Start of SOURCE PASSAGE
Did any of your ex partners have other diagnosed mental health issues as well?
Mine had adhd, anxiety, depression, chronic nausea, chronic migraines. All were medicated. She also highly enjoyed using THC edibles which I don't think made things better given what ive read about interactions and all possibly causing psychosis and other issues.
I felt bad for her but I also hated how I'd weaponize it at times. Sometimes I reacted so badly. And said mean things and I do regret that. But when you're blamed for it, and it's just not true, I just get defensive more than I should.
"youre the one with all these mental health issues. I know for a fact I didn't say that. I'm not crazy. I was just in this argument with you". - after being gaslit
"You can't just treat me like
PLEASE READ for no reason, then blame your trauma. You said you weren't abused, molested, rped, nothing. I dont get it. Whats yourexcuse to do these things?!" - after a rage out of nowhere and being told how inadequate i am as a partner...when i was praised to all heavens the day before.
"Everytime you have a problem you can't just request more medications. A pill isn't going to fix you. Work on your problems!" - she wanted me to fill out the partner questionnaire when she wanted adhd medication. I answered truthfully and it upset her that I didn't mark everything at its highest scale.
I ask because I continue to play out every scenario. No one is perfect and I never disliked her for any of her diagnoses. I did as much as I possibly could. Massaged her head almost nightly hoping to prevent migraines. Massaged her jaw for her TMJ. Ask her if she took her pills. Held her close all night when she felt lonely. I'm not perfect at all, but dang it I did everything I thought necessary.
End of SOURCE PASSAGE
Start of SUPPLIED ENTRIES
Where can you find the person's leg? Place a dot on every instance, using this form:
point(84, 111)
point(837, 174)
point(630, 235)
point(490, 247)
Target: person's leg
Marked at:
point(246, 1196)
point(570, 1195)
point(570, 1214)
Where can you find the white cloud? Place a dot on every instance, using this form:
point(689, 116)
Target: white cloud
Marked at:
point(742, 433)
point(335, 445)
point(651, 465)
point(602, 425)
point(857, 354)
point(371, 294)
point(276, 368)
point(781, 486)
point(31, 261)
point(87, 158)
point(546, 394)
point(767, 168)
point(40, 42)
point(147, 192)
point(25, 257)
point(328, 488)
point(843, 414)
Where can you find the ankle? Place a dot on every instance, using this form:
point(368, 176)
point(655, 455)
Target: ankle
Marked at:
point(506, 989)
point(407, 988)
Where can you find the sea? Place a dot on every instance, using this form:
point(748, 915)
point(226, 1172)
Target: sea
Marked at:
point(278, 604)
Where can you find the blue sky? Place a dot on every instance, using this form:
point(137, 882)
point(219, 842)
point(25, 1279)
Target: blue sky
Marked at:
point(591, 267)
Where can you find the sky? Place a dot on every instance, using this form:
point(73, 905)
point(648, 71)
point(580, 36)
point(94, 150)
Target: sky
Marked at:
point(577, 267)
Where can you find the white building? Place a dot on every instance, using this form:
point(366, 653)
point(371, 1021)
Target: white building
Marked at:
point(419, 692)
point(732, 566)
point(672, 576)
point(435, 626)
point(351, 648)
End of SUPPLIED ENTRIES
= TASK LIST =
1) Name every condition listed in the post's sentence beginning "Mine had".
2) According to the post, what did the writer hope to prevent by massaging the partner's head almost nightly?
3) Using the post, decide whether each statement agrees with it: (a) All of the partner's conditions were medicated. (b) The writer marked everything on the partner questionnaire at its highest scale. (c) The writer never disliked the partner for any of her diagnoses.
The listing has no connection to the post.

= ANSWERS FOR EACH ITEM =
1) ADHD, anxiety, depression, chronic nausea, and chronic migraines.

2) Migraines.

3)
(a) Yes: "All were medicated."
(b) No: "it upset her that I didn't mark everything at its highest scale."
(c) Yes: "I never disliked her for any of her diagnoses."